## Dataset rows
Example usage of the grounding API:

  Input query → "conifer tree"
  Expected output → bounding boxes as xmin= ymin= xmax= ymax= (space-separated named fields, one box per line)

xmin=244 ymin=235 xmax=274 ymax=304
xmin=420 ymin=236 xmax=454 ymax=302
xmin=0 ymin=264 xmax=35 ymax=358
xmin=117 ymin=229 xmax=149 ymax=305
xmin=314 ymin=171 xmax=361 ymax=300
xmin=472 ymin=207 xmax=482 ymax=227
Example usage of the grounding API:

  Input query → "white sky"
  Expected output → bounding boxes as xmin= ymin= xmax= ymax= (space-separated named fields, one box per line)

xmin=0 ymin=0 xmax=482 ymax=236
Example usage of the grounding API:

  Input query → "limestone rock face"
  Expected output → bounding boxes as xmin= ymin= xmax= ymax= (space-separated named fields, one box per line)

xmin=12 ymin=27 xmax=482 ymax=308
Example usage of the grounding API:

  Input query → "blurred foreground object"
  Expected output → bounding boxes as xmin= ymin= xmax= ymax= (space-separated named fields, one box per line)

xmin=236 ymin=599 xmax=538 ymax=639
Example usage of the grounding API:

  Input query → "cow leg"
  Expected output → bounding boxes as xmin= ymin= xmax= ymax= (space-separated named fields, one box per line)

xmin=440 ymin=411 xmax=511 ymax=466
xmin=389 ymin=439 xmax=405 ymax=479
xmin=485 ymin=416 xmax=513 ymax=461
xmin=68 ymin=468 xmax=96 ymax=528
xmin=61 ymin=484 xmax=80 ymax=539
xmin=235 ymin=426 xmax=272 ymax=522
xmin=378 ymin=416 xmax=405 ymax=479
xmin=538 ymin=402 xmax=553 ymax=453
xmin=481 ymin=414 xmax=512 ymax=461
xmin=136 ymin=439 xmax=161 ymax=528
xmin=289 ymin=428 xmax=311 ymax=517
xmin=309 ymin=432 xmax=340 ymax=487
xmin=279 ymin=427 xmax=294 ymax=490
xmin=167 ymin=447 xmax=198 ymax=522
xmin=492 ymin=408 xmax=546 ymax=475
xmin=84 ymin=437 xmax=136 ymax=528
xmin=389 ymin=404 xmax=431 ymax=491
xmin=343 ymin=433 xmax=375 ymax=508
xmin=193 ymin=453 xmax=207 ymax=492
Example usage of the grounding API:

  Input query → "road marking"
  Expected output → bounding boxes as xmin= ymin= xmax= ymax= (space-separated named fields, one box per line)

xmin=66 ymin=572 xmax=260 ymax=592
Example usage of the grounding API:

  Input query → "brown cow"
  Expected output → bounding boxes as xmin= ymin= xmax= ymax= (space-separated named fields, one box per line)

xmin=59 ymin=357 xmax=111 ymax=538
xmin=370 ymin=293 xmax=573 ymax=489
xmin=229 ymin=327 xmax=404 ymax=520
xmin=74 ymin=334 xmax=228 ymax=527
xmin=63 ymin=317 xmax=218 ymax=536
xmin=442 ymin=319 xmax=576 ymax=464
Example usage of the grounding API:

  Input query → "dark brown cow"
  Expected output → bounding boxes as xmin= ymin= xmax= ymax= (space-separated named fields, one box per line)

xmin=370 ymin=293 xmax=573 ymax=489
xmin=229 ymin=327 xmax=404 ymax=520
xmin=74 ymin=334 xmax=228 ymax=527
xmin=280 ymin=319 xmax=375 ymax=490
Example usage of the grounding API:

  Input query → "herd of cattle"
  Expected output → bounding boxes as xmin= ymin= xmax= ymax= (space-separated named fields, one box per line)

## Exercise prompt
Express every line of the entries above as a Markdown table with the columns Row and Line. Number each line in Row and omit blank lines.

## Expected answer
| Row | Line |
|---|---|
| 1 | Example usage of the grounding API: |
| 2 |   Input query → "conifer tree" |
| 3 |   Expected output → bounding boxes as xmin= ymin= xmax= ymax= (space-separated named fields, one box per line) |
| 4 | xmin=244 ymin=235 xmax=274 ymax=304 |
| 5 | xmin=420 ymin=236 xmax=454 ymax=302 |
| 6 | xmin=0 ymin=264 xmax=35 ymax=358 |
| 7 | xmin=117 ymin=229 xmax=149 ymax=305 |
| 8 | xmin=314 ymin=171 xmax=361 ymax=300 |
| 9 | xmin=472 ymin=207 xmax=482 ymax=227 |
| 10 | Example usage of the grounding API: |
| 11 |   Input query → "white sky" |
| 12 |   Expected output → bounding boxes as xmin= ymin= xmax= ymax= (space-separated named fields, one box per line) |
| 13 | xmin=0 ymin=0 xmax=482 ymax=236 |
| 14 | Example usage of the grounding API: |
| 15 |   Input query → "limestone rock face" |
| 16 |   Expected output → bounding boxes as xmin= ymin= xmax= ymax= (space-separated named fields, one box per line) |
| 17 | xmin=12 ymin=27 xmax=482 ymax=308 |
| 18 | Example usage of the grounding API: |
| 19 |   Input query → "blurred foreground object" |
| 20 |   Expected output → bounding boxes as xmin= ymin= xmax= ymax= (space-separated named fields, one box per line) |
| 21 | xmin=236 ymin=599 xmax=538 ymax=639 |
| 22 | Example usage of the grounding API: |
| 23 |   Input query → "cow leg" |
| 24 |   Expected output → bounding boxes as xmin= ymin= xmax= ymax= (space-separated named fields, one box per line) |
| 25 | xmin=440 ymin=411 xmax=511 ymax=466 |
| 26 | xmin=389 ymin=439 xmax=405 ymax=479 |
| 27 | xmin=485 ymin=416 xmax=513 ymax=461 |
| 28 | xmin=68 ymin=468 xmax=96 ymax=528 |
| 29 | xmin=61 ymin=484 xmax=80 ymax=539 |
| 30 | xmin=235 ymin=426 xmax=272 ymax=522 |
| 31 | xmin=378 ymin=416 xmax=405 ymax=479 |
| 32 | xmin=538 ymin=402 xmax=553 ymax=453 |
| 33 | xmin=481 ymin=414 xmax=512 ymax=461 |
| 34 | xmin=136 ymin=439 xmax=161 ymax=528 |
| 35 | xmin=289 ymin=428 xmax=311 ymax=517 |
| 36 | xmin=309 ymin=432 xmax=340 ymax=487 |
| 37 | xmin=279 ymin=427 xmax=294 ymax=490 |
| 38 | xmin=167 ymin=447 xmax=198 ymax=522 |
| 39 | xmin=492 ymin=408 xmax=546 ymax=475 |
| 40 | xmin=84 ymin=437 xmax=136 ymax=528 |
| 41 | xmin=389 ymin=404 xmax=431 ymax=491 |
| 42 | xmin=343 ymin=433 xmax=375 ymax=508 |
| 43 | xmin=193 ymin=453 xmax=207 ymax=492 |
| 44 | Example usage of the grounding API: |
| 45 |   Input query → "road marking" |
| 46 |   Expected output → bounding boxes as xmin= ymin= xmax= ymax= (space-separated named fields, one box per line) |
| 47 | xmin=66 ymin=572 xmax=260 ymax=592 |
| 48 | Example usage of the grounding API: |
| 49 |   Input query → "brown cow" |
| 50 |   Expected output → bounding boxes as xmin= ymin= xmax= ymax= (space-separated named fields, one box per line) |
| 51 | xmin=59 ymin=357 xmax=111 ymax=538 |
| 52 | xmin=370 ymin=293 xmax=573 ymax=489 |
| 53 | xmin=229 ymin=327 xmax=404 ymax=520 |
| 54 | xmin=74 ymin=334 xmax=228 ymax=527 |
| 55 | xmin=63 ymin=317 xmax=218 ymax=536 |
| 56 | xmin=442 ymin=319 xmax=576 ymax=464 |
| 57 | Example usage of the grounding API: |
| 58 |   Input query → "dark brown cow" |
| 59 |   Expected output → bounding boxes as xmin= ymin= xmax= ymax= (space-separated named fields, one box per line) |
| 60 | xmin=370 ymin=293 xmax=573 ymax=489 |
| 61 | xmin=229 ymin=327 xmax=404 ymax=520 |
| 62 | xmin=74 ymin=334 xmax=228 ymax=527 |
| 63 | xmin=280 ymin=319 xmax=375 ymax=490 |
| 64 | Example usage of the grounding API: |
| 65 |   Input query → "herd of cattle" |
| 66 |   Expected output → bounding boxes as xmin= ymin= xmax= ymax= (space-separated named fields, one box per line) |